Object position labeling entries:
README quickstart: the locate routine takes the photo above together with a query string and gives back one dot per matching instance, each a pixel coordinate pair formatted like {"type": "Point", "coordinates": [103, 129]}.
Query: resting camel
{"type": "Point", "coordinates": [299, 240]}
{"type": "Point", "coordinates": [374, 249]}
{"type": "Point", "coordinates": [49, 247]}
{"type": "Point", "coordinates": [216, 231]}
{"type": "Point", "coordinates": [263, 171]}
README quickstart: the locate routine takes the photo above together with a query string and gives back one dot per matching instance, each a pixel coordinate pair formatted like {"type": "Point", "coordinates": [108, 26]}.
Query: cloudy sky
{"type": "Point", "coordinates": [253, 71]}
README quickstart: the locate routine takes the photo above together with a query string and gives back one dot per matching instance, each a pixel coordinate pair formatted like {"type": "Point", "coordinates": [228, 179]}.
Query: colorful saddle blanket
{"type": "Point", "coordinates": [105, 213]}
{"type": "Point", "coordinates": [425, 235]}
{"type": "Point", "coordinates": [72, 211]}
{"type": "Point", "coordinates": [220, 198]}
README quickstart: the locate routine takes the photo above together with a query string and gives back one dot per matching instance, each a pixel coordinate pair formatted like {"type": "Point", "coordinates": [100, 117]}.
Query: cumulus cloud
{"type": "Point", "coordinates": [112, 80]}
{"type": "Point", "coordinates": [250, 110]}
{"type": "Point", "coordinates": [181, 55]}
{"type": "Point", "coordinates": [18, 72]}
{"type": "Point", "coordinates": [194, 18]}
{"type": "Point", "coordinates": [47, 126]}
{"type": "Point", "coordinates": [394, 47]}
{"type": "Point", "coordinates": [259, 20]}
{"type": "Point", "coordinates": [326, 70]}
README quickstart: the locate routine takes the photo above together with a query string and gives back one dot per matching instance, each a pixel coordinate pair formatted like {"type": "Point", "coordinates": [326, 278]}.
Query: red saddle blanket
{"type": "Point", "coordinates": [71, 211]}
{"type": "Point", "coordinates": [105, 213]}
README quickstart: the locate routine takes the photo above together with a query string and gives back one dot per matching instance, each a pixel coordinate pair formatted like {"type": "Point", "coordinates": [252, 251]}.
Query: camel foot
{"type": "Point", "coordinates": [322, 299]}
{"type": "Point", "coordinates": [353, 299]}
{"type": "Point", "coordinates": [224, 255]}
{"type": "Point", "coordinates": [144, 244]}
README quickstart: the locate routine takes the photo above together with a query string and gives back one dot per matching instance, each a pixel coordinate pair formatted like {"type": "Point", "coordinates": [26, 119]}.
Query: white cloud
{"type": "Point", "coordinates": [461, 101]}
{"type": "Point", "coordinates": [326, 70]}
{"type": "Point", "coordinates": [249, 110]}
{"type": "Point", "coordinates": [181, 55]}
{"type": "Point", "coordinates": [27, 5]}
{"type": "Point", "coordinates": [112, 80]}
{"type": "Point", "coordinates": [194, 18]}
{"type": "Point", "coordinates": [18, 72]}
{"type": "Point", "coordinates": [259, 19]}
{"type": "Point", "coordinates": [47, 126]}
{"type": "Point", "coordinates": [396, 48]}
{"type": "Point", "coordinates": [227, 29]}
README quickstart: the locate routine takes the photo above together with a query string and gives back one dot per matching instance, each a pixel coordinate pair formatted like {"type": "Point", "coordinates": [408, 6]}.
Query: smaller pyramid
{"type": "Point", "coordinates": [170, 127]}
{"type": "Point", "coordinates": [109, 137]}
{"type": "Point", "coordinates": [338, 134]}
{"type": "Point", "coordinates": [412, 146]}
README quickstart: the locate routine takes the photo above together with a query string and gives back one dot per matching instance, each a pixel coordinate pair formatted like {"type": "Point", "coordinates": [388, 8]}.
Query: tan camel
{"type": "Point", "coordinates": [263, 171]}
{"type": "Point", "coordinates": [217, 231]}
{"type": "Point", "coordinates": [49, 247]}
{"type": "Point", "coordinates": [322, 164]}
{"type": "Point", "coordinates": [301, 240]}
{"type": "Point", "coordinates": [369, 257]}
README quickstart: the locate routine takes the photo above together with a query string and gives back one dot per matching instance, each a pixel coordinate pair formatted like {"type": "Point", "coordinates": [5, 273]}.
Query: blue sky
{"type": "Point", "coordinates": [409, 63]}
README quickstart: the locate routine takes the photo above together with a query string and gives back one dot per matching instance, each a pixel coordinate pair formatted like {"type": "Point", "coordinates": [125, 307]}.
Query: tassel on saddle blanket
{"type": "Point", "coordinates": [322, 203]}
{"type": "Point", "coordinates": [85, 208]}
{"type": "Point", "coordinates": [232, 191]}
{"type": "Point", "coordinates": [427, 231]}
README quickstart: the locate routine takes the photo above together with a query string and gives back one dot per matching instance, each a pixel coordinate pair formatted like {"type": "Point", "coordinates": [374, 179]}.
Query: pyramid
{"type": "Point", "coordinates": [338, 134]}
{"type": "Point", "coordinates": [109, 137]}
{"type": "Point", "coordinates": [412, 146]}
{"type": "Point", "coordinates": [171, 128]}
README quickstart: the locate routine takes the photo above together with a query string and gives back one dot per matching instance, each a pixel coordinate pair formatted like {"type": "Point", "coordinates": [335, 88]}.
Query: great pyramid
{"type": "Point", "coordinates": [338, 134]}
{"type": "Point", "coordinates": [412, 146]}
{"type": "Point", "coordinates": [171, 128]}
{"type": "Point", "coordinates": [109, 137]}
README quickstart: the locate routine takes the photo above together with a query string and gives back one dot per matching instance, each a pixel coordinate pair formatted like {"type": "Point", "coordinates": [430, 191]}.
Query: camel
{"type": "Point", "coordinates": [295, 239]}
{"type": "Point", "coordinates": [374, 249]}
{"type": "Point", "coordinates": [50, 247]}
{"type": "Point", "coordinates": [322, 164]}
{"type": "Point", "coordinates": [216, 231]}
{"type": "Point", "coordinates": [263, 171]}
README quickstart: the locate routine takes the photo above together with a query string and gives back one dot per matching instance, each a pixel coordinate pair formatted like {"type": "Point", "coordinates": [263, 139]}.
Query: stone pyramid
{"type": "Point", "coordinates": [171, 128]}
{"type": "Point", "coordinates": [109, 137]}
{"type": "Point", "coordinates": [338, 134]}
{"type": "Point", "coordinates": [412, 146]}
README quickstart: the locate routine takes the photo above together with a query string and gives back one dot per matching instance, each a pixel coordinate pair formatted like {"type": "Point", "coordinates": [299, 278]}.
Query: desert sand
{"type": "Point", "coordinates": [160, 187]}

> Stated goal
Reproduce every line of the material above exactly.

> Answer below
README quickstart: the locate routine takes the photo above together with a query string and gives back one dot per matching instance, each a pixel coordinate pair formatted like {"type": "Point", "coordinates": [103, 129]}.
Query: resting camel
{"type": "Point", "coordinates": [299, 240]}
{"type": "Point", "coordinates": [374, 249]}
{"type": "Point", "coordinates": [49, 247]}
{"type": "Point", "coordinates": [216, 231]}
{"type": "Point", "coordinates": [263, 171]}
README quickstart: the locate routine takes the photo above together with a query string and gives back one dot per matching instance, each a pixel coordinate pair formatted like {"type": "Point", "coordinates": [108, 26]}.
Query: cloudy sky
{"type": "Point", "coordinates": [253, 71]}
README quickstart: the locate routine takes the photo above together with a query string and gives back one dot per matching instance, each a pixel coordinate pair formatted like {"type": "Point", "coordinates": [228, 179]}.
Query: colorful saddle blanket
{"type": "Point", "coordinates": [105, 213]}
{"type": "Point", "coordinates": [425, 235]}
{"type": "Point", "coordinates": [72, 211]}
{"type": "Point", "coordinates": [220, 198]}
README quickstart: the locate routine takes the photo above together with a query string and gives back one dot per matching instance, each a pixel coordinate pair formatted like {"type": "Point", "coordinates": [100, 117]}.
Query: cumulus cloud
{"type": "Point", "coordinates": [112, 80]}
{"type": "Point", "coordinates": [250, 110]}
{"type": "Point", "coordinates": [181, 55]}
{"type": "Point", "coordinates": [18, 72]}
{"type": "Point", "coordinates": [194, 18]}
{"type": "Point", "coordinates": [47, 126]}
{"type": "Point", "coordinates": [394, 47]}
{"type": "Point", "coordinates": [259, 20]}
{"type": "Point", "coordinates": [326, 70]}
README quickstart: the locate routine takes the photo above together with a query string and gives back one dot per matching instance, each a pixel coordinate pair formatted like {"type": "Point", "coordinates": [326, 278]}.
Query: red saddle blanket
{"type": "Point", "coordinates": [71, 211]}
{"type": "Point", "coordinates": [105, 213]}
README quickstart: the locate routine takes the photo above together with a query string and gives back one dot per matching instance, each a pixel coordinate pair formatted like {"type": "Point", "coordinates": [252, 251]}.
Query: camel foot
{"type": "Point", "coordinates": [322, 299]}
{"type": "Point", "coordinates": [353, 299]}
{"type": "Point", "coordinates": [224, 255]}
{"type": "Point", "coordinates": [144, 244]}
README quickstart: the locate routine takes the photo above together with a query string and gives back one dot per matching instance, each a pixel coordinate pair formatted like {"type": "Point", "coordinates": [26, 119]}.
Query: white cloud
{"type": "Point", "coordinates": [461, 101]}
{"type": "Point", "coordinates": [326, 70]}
{"type": "Point", "coordinates": [249, 110]}
{"type": "Point", "coordinates": [181, 55]}
{"type": "Point", "coordinates": [27, 5]}
{"type": "Point", "coordinates": [112, 80]}
{"type": "Point", "coordinates": [194, 18]}
{"type": "Point", "coordinates": [18, 72]}
{"type": "Point", "coordinates": [259, 19]}
{"type": "Point", "coordinates": [47, 126]}
{"type": "Point", "coordinates": [396, 48]}
{"type": "Point", "coordinates": [227, 29]}
README quickstart: the locate routine takes the photo above together with a query string and gives back one dot per matching instance, each a pixel coordinate pair formatted like {"type": "Point", "coordinates": [408, 6]}.
Query: smaller pyramid
{"type": "Point", "coordinates": [170, 127]}
{"type": "Point", "coordinates": [109, 137]}
{"type": "Point", "coordinates": [338, 134]}
{"type": "Point", "coordinates": [412, 146]}
README quickstart: the locate routine takes the photo above together with a query string and gives back one dot per matching instance, each a pixel coordinate pair formatted like {"type": "Point", "coordinates": [388, 8]}.
Query: tan camel
{"type": "Point", "coordinates": [263, 171]}
{"type": "Point", "coordinates": [217, 231]}
{"type": "Point", "coordinates": [49, 247]}
{"type": "Point", "coordinates": [322, 164]}
{"type": "Point", "coordinates": [301, 240]}
{"type": "Point", "coordinates": [369, 257]}
README quickstart: the locate routine takes the photo above together with a query string and gives back one dot per matching instance, each a pixel coordinate pair formatted like {"type": "Point", "coordinates": [5, 273]}.
Query: blue sky
{"type": "Point", "coordinates": [409, 63]}
README quickstart: the locate routine takes the photo above together with a query string and gives back one dot per matching instance, each a pixel coordinate pair formatted like {"type": "Point", "coordinates": [125, 307]}.
Query: tassel on saddle blanket
{"type": "Point", "coordinates": [322, 203]}
{"type": "Point", "coordinates": [85, 208]}
{"type": "Point", "coordinates": [232, 191]}
{"type": "Point", "coordinates": [427, 231]}
README quickstart: the locate routine takes the photo above together with a query string and gives back one dot per matching instance, each a pixel coordinate pair formatted like {"type": "Point", "coordinates": [374, 179]}.
Query: pyramid
{"type": "Point", "coordinates": [338, 134]}
{"type": "Point", "coordinates": [109, 137]}
{"type": "Point", "coordinates": [412, 146]}
{"type": "Point", "coordinates": [171, 128]}
README quickstart: the locate routine takes the photo above together with a query string and gives back one dot per matching instance, each a pixel coordinate pair formatted like {"type": "Point", "coordinates": [335, 88]}.
Query: great pyramid
{"type": "Point", "coordinates": [338, 134]}
{"type": "Point", "coordinates": [412, 146]}
{"type": "Point", "coordinates": [171, 128]}
{"type": "Point", "coordinates": [109, 137]}
README quickstart: the locate routine takes the photo above together with a query string and gives back one dot per matching instance, each a pixel coordinate pair formatted like {"type": "Point", "coordinates": [430, 191]}.
Query: camel
{"type": "Point", "coordinates": [295, 239]}
{"type": "Point", "coordinates": [374, 249]}
{"type": "Point", "coordinates": [50, 247]}
{"type": "Point", "coordinates": [322, 164]}
{"type": "Point", "coordinates": [216, 231]}
{"type": "Point", "coordinates": [263, 171]}
README quickstart: the locate routine takes the photo above together with a query string and gives back one dot per matching instance, each a pixel coordinate pair formatted like {"type": "Point", "coordinates": [263, 139]}.
Query: stone pyramid
{"type": "Point", "coordinates": [171, 128]}
{"type": "Point", "coordinates": [109, 137]}
{"type": "Point", "coordinates": [338, 134]}
{"type": "Point", "coordinates": [412, 146]}
README quickstart: the locate routine takes the photo above together with a query string and gives back one dot per matching instance, each a pixel coordinate pair formatted like {"type": "Point", "coordinates": [299, 278]}.
Query: desert sand
{"type": "Point", "coordinates": [160, 187]}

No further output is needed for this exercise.